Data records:

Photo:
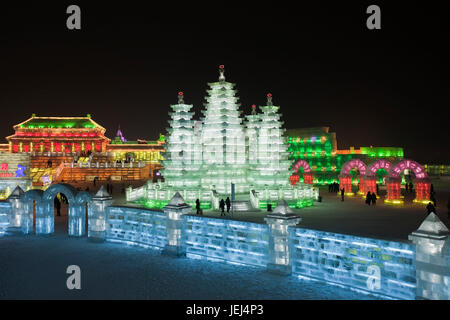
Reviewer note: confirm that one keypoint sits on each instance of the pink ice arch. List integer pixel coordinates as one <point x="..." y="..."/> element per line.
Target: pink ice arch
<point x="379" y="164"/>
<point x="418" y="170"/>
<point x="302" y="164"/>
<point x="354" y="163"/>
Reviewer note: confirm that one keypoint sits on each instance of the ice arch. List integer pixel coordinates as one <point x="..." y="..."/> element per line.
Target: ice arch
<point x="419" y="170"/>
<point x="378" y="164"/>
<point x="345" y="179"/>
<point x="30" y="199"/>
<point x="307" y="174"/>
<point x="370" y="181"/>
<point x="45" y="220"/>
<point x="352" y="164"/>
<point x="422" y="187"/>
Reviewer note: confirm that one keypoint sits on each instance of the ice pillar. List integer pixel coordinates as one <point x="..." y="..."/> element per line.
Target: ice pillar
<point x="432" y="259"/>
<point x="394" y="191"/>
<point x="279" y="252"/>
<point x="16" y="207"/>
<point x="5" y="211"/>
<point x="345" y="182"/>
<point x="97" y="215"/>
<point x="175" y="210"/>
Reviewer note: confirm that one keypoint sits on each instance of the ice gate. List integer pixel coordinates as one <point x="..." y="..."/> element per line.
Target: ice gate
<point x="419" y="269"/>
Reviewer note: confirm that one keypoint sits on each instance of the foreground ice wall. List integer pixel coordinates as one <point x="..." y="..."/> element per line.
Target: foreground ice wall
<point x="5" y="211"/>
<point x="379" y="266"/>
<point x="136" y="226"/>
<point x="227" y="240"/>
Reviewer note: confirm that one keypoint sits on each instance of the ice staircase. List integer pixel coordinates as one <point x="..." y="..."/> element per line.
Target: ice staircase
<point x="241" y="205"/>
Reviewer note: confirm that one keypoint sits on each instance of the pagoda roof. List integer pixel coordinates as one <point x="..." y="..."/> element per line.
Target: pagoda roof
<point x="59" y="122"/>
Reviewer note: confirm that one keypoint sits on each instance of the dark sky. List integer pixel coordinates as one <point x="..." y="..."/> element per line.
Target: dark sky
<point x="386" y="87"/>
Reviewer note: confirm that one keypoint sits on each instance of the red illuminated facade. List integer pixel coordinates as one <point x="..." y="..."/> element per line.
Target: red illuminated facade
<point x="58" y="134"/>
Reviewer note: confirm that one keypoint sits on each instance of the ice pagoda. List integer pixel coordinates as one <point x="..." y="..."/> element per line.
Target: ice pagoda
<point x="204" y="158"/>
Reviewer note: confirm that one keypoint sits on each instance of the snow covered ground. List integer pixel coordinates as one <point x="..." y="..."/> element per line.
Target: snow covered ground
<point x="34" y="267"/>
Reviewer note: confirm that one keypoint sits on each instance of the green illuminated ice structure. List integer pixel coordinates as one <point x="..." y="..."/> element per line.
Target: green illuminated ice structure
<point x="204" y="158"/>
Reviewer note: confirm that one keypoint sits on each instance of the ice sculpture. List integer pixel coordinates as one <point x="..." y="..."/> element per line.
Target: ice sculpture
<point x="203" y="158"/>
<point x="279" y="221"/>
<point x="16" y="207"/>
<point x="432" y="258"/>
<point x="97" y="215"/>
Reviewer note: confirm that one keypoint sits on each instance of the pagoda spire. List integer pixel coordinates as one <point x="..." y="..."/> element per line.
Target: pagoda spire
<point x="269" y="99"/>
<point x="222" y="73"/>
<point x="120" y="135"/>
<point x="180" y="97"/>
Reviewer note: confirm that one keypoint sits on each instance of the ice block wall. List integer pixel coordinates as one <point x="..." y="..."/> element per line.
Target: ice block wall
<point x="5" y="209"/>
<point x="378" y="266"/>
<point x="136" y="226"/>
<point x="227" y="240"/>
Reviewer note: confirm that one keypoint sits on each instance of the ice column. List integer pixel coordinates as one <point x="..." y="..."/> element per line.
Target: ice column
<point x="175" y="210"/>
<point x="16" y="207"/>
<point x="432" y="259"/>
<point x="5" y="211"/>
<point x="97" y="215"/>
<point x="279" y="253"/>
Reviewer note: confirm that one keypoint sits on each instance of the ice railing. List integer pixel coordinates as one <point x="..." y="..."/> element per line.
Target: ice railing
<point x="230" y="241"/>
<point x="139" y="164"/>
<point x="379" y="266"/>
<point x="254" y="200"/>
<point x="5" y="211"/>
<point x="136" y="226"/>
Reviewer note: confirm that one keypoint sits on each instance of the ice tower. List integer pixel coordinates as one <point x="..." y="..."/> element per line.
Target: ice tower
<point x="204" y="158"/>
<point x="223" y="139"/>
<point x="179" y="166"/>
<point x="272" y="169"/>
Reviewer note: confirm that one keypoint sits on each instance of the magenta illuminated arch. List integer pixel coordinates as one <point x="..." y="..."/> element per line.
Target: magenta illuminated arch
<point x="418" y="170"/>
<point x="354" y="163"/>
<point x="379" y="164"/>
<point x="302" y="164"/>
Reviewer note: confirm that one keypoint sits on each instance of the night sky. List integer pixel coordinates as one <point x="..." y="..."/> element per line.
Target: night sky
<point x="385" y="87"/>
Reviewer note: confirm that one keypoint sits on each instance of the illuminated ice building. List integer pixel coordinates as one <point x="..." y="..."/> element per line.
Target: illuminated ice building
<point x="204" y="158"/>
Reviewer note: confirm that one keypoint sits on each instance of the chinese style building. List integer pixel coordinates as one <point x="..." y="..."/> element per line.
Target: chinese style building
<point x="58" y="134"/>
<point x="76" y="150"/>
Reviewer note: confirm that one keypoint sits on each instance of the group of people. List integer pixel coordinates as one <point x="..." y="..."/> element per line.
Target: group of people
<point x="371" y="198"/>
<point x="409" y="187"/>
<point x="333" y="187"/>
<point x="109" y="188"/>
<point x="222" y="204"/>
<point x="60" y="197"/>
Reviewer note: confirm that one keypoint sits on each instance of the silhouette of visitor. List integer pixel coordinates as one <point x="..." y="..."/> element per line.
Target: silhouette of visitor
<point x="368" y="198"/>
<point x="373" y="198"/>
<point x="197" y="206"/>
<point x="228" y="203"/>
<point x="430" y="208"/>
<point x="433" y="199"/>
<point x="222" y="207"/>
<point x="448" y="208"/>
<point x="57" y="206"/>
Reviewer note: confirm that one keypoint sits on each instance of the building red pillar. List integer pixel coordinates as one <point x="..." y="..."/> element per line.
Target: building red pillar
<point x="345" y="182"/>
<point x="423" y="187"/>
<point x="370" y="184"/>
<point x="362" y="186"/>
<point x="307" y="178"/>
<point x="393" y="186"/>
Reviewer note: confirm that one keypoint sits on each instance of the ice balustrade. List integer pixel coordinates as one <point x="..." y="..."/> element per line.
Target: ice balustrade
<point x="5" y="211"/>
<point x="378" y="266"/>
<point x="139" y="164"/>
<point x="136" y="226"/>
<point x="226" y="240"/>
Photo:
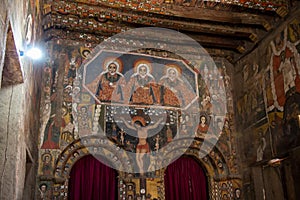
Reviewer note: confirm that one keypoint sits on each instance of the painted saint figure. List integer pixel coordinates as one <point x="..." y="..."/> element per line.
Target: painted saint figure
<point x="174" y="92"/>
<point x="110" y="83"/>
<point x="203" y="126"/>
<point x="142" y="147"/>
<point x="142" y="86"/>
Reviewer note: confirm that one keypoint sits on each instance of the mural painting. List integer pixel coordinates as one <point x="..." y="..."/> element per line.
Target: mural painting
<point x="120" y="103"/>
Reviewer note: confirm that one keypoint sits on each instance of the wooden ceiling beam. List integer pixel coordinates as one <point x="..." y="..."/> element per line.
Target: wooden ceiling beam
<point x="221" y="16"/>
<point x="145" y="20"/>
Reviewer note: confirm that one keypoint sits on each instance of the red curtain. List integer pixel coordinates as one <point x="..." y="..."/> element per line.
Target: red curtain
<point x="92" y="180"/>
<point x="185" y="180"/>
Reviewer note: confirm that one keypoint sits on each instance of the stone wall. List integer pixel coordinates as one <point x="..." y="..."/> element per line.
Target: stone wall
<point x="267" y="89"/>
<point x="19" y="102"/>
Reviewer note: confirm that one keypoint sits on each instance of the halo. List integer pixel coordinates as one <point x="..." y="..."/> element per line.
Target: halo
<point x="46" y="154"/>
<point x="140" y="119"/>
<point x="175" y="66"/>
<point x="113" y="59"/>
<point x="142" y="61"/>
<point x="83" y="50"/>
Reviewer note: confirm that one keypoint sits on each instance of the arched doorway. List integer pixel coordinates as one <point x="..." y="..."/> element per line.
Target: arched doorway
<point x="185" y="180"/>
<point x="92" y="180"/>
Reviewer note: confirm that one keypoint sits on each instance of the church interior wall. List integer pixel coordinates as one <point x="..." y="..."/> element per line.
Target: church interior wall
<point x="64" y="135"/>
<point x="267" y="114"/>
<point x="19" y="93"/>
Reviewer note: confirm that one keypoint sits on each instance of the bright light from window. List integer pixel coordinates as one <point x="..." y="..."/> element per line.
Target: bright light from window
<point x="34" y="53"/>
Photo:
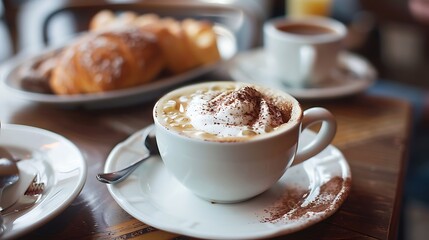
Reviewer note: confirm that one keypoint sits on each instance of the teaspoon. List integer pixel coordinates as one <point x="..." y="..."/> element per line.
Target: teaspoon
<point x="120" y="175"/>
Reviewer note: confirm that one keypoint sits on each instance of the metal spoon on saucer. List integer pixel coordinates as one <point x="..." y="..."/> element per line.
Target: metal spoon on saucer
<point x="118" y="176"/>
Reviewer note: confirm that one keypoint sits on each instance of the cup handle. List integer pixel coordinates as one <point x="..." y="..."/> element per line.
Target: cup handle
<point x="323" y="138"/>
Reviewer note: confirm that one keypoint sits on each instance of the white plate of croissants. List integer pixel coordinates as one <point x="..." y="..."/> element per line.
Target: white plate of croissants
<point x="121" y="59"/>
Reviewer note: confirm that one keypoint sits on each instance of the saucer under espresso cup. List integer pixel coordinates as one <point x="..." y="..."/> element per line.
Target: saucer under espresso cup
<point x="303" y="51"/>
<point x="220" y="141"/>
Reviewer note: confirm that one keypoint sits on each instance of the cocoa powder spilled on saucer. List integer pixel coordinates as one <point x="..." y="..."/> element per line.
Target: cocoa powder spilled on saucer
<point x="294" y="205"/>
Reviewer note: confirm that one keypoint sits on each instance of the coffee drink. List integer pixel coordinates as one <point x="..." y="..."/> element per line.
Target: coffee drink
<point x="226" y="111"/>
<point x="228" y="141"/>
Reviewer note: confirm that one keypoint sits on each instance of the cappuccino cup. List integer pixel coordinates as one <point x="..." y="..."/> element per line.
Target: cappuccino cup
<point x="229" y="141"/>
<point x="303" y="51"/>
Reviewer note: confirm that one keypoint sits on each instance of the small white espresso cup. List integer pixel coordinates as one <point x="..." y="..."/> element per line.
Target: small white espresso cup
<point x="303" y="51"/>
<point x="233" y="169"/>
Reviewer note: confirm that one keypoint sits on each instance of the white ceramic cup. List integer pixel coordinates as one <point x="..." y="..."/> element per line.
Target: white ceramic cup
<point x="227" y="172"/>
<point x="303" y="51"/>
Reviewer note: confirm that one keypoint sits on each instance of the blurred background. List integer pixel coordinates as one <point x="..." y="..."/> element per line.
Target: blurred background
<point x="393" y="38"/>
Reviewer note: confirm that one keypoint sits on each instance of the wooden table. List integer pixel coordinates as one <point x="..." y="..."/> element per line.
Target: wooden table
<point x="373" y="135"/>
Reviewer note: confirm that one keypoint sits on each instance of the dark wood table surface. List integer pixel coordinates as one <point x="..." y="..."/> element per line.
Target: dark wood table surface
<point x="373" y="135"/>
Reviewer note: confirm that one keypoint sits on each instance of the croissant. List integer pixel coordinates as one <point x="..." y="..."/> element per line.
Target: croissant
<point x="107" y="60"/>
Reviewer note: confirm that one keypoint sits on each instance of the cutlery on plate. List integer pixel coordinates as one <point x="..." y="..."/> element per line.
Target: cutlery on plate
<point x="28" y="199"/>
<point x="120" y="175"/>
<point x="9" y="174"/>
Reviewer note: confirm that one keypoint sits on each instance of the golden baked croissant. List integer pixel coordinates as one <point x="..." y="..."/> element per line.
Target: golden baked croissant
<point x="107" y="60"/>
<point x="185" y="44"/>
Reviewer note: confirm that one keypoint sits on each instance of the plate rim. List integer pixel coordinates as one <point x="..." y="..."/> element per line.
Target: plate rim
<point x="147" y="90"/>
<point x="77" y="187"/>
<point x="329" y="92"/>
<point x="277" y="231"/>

...

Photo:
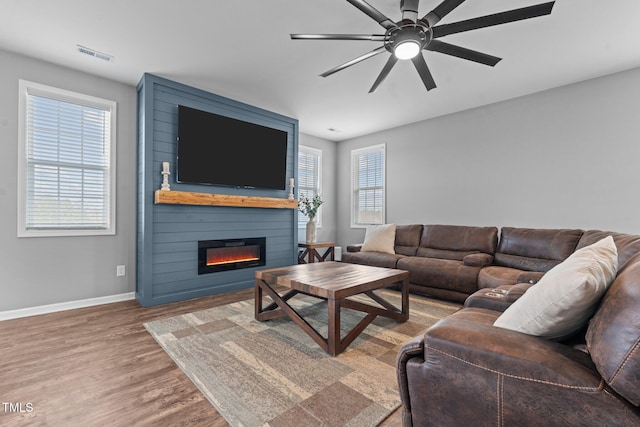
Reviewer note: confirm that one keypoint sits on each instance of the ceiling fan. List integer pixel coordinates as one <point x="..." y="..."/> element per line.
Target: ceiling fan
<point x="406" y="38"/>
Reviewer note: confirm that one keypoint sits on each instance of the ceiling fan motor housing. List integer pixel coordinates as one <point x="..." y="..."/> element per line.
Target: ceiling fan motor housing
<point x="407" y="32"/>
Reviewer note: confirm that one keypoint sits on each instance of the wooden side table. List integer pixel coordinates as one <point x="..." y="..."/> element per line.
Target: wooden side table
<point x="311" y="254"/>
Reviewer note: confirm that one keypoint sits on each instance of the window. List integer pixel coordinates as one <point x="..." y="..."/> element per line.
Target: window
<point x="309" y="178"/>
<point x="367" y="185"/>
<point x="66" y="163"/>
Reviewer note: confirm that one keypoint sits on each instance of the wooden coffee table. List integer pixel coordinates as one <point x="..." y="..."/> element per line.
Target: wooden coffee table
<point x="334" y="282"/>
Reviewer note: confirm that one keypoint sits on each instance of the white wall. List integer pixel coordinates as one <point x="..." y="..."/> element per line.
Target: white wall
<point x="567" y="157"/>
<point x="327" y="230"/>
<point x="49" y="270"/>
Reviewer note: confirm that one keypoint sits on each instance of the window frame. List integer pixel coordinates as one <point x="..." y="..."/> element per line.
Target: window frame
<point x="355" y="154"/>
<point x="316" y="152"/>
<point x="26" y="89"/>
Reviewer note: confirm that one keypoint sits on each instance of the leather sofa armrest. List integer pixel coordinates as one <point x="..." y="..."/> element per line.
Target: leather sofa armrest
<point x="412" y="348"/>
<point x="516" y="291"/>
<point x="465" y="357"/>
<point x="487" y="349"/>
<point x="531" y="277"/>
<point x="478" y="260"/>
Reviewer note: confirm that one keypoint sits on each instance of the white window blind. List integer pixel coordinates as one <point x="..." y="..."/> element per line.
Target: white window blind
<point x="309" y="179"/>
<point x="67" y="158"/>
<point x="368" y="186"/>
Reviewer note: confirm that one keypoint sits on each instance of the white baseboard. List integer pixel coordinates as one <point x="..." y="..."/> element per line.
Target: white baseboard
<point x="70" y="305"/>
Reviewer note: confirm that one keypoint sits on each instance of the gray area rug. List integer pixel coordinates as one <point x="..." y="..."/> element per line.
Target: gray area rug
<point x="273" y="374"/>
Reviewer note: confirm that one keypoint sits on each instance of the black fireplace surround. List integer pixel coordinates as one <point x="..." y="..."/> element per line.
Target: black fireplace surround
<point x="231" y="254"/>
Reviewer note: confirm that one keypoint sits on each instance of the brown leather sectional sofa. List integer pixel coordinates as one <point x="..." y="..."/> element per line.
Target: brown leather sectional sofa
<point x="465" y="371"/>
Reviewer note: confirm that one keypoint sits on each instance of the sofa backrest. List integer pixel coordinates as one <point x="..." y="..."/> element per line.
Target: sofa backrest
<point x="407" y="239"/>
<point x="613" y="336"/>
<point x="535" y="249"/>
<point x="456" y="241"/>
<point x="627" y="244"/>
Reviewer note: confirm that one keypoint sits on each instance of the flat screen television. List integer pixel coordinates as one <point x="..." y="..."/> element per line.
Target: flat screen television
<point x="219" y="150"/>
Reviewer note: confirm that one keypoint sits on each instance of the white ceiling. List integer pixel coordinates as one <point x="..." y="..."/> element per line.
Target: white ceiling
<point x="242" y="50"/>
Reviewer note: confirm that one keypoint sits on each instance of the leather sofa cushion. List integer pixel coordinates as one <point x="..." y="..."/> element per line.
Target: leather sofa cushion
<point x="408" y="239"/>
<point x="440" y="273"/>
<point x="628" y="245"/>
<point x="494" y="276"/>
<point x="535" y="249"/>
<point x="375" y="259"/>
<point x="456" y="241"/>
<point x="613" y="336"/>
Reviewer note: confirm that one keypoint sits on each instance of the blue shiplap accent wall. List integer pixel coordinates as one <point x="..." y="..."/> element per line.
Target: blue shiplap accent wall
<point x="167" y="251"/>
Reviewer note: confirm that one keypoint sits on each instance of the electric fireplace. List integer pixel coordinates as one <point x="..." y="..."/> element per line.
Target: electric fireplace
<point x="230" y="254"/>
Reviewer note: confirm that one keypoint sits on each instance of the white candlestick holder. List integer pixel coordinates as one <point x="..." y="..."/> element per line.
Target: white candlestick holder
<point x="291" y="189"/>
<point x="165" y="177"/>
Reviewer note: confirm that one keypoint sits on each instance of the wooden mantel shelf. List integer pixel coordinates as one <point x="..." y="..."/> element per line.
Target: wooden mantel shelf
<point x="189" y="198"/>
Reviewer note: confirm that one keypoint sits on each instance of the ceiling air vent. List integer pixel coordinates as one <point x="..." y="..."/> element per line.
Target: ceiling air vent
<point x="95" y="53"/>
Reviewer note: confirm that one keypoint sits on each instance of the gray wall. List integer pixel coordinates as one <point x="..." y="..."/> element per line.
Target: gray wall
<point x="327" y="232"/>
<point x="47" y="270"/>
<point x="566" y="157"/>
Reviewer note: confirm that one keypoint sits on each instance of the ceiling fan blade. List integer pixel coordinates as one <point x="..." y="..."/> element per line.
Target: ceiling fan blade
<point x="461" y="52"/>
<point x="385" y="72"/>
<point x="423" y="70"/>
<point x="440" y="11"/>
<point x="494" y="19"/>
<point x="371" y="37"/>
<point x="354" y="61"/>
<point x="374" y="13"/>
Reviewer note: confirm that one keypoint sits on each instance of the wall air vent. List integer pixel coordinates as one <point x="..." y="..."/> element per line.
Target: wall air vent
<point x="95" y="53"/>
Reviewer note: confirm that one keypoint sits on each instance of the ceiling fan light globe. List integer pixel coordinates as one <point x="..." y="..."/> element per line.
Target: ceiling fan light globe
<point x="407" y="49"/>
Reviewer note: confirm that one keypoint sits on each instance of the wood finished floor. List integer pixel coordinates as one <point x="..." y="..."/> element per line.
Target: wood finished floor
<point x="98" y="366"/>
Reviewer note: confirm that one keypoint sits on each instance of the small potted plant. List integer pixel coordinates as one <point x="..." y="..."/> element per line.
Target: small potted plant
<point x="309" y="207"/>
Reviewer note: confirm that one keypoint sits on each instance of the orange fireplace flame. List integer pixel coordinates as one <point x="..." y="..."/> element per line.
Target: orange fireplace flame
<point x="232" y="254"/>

SET EXERCISE: State how many lines in the rows above contain the string "style". Reply with the number alone.

REPLY TO THE EXERCISE: 2